> Records from a data collection
⁂
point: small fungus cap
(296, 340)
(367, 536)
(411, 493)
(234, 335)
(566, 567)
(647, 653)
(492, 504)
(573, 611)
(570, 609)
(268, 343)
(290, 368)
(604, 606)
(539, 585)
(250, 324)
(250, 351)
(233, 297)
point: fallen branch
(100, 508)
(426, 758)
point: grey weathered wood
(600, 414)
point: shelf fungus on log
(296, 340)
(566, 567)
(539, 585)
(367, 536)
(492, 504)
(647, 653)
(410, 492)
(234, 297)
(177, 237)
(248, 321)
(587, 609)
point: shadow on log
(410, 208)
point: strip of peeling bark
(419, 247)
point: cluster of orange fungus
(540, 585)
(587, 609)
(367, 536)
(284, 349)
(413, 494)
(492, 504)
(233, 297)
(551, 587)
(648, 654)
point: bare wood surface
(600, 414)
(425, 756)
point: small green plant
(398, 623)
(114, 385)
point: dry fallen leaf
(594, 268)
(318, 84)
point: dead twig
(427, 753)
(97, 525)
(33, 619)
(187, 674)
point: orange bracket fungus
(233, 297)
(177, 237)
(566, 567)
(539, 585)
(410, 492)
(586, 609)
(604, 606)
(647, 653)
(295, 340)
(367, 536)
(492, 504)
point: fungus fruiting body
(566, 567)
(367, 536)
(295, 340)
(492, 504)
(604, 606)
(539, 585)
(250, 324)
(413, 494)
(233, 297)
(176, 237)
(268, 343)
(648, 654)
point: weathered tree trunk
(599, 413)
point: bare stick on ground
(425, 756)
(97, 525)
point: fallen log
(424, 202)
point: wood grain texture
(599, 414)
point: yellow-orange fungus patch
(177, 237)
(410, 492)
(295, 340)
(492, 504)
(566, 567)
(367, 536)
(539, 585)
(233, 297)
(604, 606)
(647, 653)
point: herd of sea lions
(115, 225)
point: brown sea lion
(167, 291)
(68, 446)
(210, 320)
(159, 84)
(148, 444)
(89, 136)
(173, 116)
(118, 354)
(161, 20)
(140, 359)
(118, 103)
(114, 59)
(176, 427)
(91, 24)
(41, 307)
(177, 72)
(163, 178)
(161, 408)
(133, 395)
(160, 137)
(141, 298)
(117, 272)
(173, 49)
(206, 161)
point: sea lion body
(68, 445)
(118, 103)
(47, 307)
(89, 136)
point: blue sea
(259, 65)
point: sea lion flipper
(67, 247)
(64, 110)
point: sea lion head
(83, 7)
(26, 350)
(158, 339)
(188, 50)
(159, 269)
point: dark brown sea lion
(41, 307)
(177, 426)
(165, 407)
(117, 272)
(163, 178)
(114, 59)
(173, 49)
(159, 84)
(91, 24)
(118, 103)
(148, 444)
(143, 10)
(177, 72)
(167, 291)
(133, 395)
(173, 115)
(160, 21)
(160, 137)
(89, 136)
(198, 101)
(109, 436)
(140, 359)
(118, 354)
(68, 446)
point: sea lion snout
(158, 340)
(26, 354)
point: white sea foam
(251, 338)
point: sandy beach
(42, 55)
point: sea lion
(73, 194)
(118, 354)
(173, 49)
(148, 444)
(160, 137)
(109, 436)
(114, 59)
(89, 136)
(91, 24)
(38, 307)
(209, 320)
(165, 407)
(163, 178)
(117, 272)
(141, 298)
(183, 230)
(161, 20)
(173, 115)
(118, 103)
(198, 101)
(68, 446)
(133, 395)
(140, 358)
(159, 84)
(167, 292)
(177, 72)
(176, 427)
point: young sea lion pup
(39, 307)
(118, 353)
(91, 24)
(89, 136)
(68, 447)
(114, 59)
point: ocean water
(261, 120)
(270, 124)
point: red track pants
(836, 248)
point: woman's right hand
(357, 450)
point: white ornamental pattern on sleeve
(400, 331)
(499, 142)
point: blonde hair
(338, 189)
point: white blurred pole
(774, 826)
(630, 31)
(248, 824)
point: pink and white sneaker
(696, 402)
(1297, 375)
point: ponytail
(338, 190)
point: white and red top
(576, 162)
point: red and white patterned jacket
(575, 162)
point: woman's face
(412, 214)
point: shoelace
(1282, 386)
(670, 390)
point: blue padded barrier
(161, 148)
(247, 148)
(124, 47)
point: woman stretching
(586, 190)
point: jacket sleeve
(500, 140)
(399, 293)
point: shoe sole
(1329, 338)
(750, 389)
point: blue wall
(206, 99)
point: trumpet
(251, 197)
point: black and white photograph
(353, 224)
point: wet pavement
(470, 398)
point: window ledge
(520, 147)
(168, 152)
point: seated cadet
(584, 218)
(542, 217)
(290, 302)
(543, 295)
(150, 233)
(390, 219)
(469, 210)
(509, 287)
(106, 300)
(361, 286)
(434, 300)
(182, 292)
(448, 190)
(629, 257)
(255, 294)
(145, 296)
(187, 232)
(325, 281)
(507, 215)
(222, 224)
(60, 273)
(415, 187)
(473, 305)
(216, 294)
⁂
Starting at the line that contains "point: woman's face", return every line through the last one above, exactly as written.

point: woman's face
(412, 214)
point: shoelace
(1282, 386)
(670, 390)
point: blue padded barrier
(161, 148)
(247, 148)
(124, 47)
point: woman stretching
(586, 190)
point: jacket sleeve
(500, 140)
(399, 293)
point: shoe sole
(1329, 338)
(750, 389)
point: blue wall
(206, 99)
point: trumpet
(251, 197)
point: black and white photograph
(353, 224)
point: wet pavement
(470, 398)
point: window ledge
(520, 147)
(168, 152)
point: seated cadet
(584, 218)
(542, 217)
(290, 302)
(543, 295)
(150, 233)
(390, 219)
(469, 210)
(509, 287)
(106, 300)
(361, 286)
(434, 300)
(182, 292)
(448, 190)
(629, 257)
(255, 294)
(145, 296)
(187, 232)
(325, 281)
(507, 215)
(222, 224)
(60, 273)
(415, 187)
(473, 305)
(216, 294)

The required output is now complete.